- STATED EXERCISE A:
Transfer the lines of the listing that begin at the line with "of the scooter." and stop after the line with "x=25, y=368", adding 24 to every coordinate value in the answers.
- STATED EXERCISE B:
Proceed with the passage on collecting data for program evaluation, continuing from its last sentence.

- TEXT PASSAGE:
Methods other than surveys are available to measure citizen perceptions. Regular meetings
of improvement associations service clubs, and other service organizations can provide a
forum for the airing of perceived problems. While such input is not necessary
representative of the entire community, the analyst can discern useful information through
careful questioning and listening. Such techniques may be necessary when the time or
resources are not available to conduct a survey. Extreme caution is urged in the use of
information obtained in this way, because of its lack of precision and objectivity.
Citizen complaints or service requests are not normally used as indicators of citizen
perceptions because few jurisdictions have made any effort to handle them systematically.
Additionally, such information is obviously selective since only dissatisfied clients use
this avenue of communication. However, at least one jurisdiction, Kansas City, Missouri,
has made an effort to use complaint data. Through the city's "action
center,"service requests are recorded, channeled to the appropriated department for
action, and followed up with a postcard to the citizen asking for an evaluation of the
city's response to the request. Complaint data and citizen ratings are summarized monthly
for the operating departments and the city manager's office. Such a system allows the
administration to get a rough barometer of feeling toward specific services by tracking
complaints. City council members also use the monthly summary figures of complaints as
rough performance indicators for the various departments.
3. Special Data Collection Techniques. Often, data must be generated from
scratch. Perhaps the most common way to do this is to add one or more data items to forms
currently in use by the agency. Such efforts are usually relatively low-cost, since the
only additional expense is redesigning and reprinting the appropriate forms. The chief
drawback is that collection of the information will require at least one program interval
( a month , a quarter , or a year), thereby delaying the evaluation for that time period.
A more involved variation of the above is when information must be added later to records
already on hand, as in the example of collecting additional information on clients already
served by a program. Such activities are very difficult to conduct because the
participants must first be located and then persuaded to cooperate. Such after-the fact
data collection techniques should be used only when alternatives are exhausted.
In some situations, subjective ratings by professionals may be appropriate for evaluating
program effects. This approach may be most useful in social service fields. For example,
professional social workers could use subjective ratings to measure changes in family and
community functioning attributed to social welfare programs. Rating scales might cover;
family relationships and family unity, individual behavior and adjustment , car and
training of children, economic practices, social activities, home and household practices,
health conditions and practices relationship to social workers, and community resource
use. Explicit directions must be provided for use of each rating on a scale. Ideally, the
rating system should enable a group of professionals, observing the same conditions to
arrive at the same rating.

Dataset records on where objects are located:
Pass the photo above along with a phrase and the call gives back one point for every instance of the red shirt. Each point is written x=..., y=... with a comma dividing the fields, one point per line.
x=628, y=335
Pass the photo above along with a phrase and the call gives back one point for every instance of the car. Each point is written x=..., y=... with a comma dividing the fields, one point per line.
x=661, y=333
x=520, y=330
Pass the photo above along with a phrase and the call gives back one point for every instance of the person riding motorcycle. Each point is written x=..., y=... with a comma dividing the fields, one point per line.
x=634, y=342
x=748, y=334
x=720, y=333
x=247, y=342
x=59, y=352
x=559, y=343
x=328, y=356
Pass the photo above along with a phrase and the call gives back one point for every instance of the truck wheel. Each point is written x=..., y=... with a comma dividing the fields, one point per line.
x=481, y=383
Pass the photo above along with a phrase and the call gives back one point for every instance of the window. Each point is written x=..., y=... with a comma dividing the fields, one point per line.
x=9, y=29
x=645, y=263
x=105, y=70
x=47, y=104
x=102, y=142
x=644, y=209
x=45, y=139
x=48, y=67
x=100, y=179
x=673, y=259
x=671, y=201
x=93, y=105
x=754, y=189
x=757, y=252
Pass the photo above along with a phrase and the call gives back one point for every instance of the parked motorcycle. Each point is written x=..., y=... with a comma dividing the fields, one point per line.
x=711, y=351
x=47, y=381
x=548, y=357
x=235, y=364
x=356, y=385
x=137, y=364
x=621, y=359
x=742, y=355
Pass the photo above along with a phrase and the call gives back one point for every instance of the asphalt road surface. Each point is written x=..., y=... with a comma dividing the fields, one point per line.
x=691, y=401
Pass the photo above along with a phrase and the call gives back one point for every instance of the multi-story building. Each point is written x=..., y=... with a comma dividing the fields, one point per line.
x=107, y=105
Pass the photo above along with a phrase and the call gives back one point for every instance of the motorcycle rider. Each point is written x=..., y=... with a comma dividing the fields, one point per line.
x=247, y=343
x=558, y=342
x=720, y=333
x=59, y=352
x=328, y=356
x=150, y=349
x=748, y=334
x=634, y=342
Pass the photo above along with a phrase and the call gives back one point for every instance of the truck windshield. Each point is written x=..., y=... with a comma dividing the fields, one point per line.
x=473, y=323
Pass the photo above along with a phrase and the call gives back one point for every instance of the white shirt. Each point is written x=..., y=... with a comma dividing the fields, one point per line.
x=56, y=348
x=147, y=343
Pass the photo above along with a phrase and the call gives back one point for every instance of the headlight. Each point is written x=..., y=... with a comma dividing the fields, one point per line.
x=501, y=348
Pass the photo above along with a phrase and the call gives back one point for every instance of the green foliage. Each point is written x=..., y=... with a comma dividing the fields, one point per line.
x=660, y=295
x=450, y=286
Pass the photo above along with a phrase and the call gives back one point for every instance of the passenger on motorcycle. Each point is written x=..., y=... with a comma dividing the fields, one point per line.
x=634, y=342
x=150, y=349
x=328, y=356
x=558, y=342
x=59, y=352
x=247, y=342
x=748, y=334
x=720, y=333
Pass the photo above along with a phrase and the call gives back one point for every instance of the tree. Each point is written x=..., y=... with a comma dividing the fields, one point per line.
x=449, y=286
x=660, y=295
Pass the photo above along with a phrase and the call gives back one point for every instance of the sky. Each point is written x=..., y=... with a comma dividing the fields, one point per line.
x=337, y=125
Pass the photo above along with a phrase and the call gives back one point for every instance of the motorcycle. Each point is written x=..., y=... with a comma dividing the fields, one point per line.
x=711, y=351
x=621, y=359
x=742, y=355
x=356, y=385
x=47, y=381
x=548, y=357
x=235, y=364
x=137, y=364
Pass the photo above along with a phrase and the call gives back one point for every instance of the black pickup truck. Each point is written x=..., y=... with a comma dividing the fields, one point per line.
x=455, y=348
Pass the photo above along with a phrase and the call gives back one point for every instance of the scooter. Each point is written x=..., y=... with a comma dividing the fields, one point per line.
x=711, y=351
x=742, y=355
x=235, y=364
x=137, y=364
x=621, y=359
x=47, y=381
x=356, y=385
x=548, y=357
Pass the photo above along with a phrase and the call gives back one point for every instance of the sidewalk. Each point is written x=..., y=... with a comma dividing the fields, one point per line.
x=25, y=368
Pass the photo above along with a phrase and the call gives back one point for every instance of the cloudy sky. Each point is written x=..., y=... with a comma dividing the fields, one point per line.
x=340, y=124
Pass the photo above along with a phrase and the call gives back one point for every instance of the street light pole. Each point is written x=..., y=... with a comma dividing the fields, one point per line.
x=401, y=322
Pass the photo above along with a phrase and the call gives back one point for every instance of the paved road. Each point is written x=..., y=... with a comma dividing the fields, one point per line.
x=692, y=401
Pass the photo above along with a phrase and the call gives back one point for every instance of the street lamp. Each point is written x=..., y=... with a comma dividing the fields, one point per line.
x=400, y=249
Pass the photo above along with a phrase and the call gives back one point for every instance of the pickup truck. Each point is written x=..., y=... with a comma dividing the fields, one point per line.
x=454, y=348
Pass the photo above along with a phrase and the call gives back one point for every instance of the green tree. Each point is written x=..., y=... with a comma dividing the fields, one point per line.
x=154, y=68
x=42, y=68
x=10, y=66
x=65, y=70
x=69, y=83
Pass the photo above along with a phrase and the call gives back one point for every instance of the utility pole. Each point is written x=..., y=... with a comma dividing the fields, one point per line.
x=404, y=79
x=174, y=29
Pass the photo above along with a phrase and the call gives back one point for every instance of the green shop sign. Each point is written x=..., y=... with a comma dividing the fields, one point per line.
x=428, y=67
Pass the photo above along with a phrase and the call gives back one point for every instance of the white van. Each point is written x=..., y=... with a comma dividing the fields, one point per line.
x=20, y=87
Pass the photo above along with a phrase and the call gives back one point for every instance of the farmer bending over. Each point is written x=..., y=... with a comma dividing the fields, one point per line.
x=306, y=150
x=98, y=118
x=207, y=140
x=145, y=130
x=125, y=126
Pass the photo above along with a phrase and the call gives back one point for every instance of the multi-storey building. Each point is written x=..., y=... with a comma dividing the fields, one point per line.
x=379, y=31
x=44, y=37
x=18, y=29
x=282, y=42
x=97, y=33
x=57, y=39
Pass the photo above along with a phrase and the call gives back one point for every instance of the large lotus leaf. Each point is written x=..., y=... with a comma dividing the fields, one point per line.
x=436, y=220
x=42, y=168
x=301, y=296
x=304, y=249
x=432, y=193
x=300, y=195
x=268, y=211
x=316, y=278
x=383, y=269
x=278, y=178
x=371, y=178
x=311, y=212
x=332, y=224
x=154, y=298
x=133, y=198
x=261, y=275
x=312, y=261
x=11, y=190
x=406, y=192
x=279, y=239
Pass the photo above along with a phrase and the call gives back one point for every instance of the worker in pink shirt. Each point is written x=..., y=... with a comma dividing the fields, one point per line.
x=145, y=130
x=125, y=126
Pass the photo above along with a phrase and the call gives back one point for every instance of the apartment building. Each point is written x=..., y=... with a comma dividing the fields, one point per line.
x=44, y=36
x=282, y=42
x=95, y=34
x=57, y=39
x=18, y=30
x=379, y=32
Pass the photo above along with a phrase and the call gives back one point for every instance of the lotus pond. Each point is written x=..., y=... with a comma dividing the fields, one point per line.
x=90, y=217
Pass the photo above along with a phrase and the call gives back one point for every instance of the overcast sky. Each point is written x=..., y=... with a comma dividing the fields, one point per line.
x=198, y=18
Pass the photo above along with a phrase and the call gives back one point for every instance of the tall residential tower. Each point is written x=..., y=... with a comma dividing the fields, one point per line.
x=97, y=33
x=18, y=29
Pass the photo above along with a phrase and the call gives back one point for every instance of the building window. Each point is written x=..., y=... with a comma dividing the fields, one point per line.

- OUTPUT A:
Pass the photo above along with a phrase and the call gives back one point for every instance of the scooter. Each point is written x=..., y=... with a comma dividing the fields, one point per line.
x=735, y=375
x=766, y=379
x=259, y=388
x=161, y=388
x=645, y=383
x=71, y=405
x=380, y=409
x=572, y=381
Pass the photo above along with a phrase and the call gives back one point for every instance of the sidewalk. Each point is written x=..., y=... with a comma dividing the fields, one point per line.
x=49, y=392

- OUTPUT B:
A pretest is highly desirable to see if different professionals using specified procedures
would in fact give reasonably similar ratings. When using such a rating scale, individuals
should not be asked to rate themselves on their own effectiveness in providing a service.
Raters should be selected who do not have a personal interest in the outcome.
For meaningful program evaluation, three factors should be standardized; the
characteristics evaluated by professionals, the rating scale applied to these
characteristic, and the conditions under which the ratings are made. In the family
functioning example, the professionals are given guidance on the aspects of family
functioning to be rated. Each aspect is rated according to a standard descriptive scale.
For instance, one aspect "sibling relationships." would be assessed on the basis
of criteria for each grade on the scale:
Inadequate: There is conflict between children resulting in physical violence or cruelty
which warrants intervention....
Marginal: Emotional ties among children weak... rarely play together...
Adequate: Positive emotional ties and mutual identification....
The actual rating is made by first-hand observation of the family by the social workers.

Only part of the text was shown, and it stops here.